PROBLEM STATEMENT:
Pick out every line in the rows below that contains the string "tree", and copy each one.

SUPPLIED RECORDS:
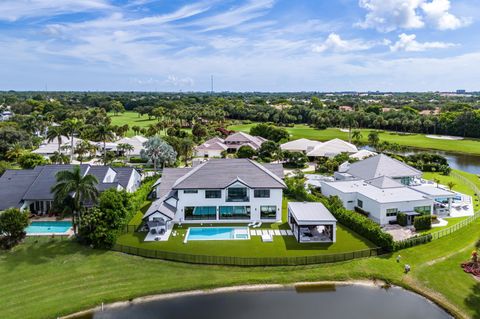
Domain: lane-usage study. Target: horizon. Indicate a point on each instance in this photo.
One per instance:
(265, 46)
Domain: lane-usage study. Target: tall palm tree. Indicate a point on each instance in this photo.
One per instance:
(103, 133)
(70, 127)
(55, 133)
(73, 183)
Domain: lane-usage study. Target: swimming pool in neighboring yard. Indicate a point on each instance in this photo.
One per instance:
(217, 233)
(48, 227)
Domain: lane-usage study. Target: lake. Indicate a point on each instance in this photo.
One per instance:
(325, 301)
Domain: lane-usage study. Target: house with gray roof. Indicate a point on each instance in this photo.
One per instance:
(382, 187)
(219, 191)
(31, 188)
(214, 147)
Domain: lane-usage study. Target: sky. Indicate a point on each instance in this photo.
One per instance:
(246, 45)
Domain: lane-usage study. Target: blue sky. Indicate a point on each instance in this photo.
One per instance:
(247, 45)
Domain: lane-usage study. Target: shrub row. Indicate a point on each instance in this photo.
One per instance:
(422, 222)
(360, 224)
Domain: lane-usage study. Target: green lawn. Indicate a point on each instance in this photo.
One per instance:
(47, 279)
(132, 119)
(471, 146)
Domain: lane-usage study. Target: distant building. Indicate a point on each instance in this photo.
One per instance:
(31, 188)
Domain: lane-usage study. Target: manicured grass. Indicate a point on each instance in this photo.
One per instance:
(47, 279)
(282, 246)
(133, 119)
(471, 146)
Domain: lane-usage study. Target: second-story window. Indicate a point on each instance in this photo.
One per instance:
(213, 193)
(237, 194)
(261, 193)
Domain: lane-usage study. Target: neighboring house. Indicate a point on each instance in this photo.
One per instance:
(31, 188)
(362, 154)
(211, 148)
(301, 145)
(378, 166)
(332, 148)
(215, 146)
(382, 187)
(48, 148)
(236, 140)
(219, 191)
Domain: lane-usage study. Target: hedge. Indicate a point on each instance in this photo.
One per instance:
(360, 224)
(422, 222)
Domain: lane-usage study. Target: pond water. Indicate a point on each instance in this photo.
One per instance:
(325, 301)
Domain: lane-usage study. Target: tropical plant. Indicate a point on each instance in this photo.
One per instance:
(81, 188)
(158, 151)
(12, 227)
(103, 133)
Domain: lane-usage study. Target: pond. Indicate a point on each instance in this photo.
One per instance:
(319, 301)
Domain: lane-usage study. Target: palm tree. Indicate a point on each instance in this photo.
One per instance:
(125, 148)
(71, 127)
(59, 158)
(357, 136)
(55, 133)
(103, 133)
(373, 138)
(81, 188)
(15, 151)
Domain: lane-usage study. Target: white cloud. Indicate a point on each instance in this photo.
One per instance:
(436, 13)
(179, 82)
(336, 44)
(12, 10)
(390, 15)
(408, 43)
(235, 16)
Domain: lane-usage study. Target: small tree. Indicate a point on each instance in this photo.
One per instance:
(246, 151)
(12, 227)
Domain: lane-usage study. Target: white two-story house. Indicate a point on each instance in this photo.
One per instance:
(219, 191)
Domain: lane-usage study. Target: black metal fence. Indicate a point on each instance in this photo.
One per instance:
(410, 242)
(247, 261)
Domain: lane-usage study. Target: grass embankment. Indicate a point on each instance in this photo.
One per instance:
(471, 146)
(282, 246)
(44, 280)
(133, 119)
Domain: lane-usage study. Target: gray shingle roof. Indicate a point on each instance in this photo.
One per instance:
(381, 165)
(219, 173)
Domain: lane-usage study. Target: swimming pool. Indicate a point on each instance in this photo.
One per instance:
(48, 227)
(217, 233)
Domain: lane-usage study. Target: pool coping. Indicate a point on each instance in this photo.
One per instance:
(217, 239)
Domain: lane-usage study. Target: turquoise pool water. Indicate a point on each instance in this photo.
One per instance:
(217, 233)
(48, 227)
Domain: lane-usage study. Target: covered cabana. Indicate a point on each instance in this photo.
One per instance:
(311, 222)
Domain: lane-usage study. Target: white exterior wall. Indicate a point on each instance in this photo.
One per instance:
(195, 200)
(208, 153)
(377, 211)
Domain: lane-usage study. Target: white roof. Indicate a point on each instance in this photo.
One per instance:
(333, 148)
(381, 165)
(362, 154)
(310, 212)
(301, 145)
(433, 191)
(387, 195)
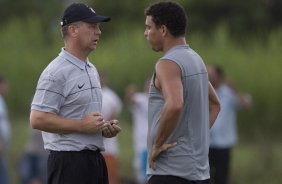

ANSWER BELOW:
Domain: lane-usage study. Target: tall palm tree. Indicate a point on each instance in this photo.
Domain: lane-usage study. Target: palm tree. Indicate a point on each instance in this photo.
Domain: lane-usage study. Target: small tree. Indicate a point on each instance in this photo.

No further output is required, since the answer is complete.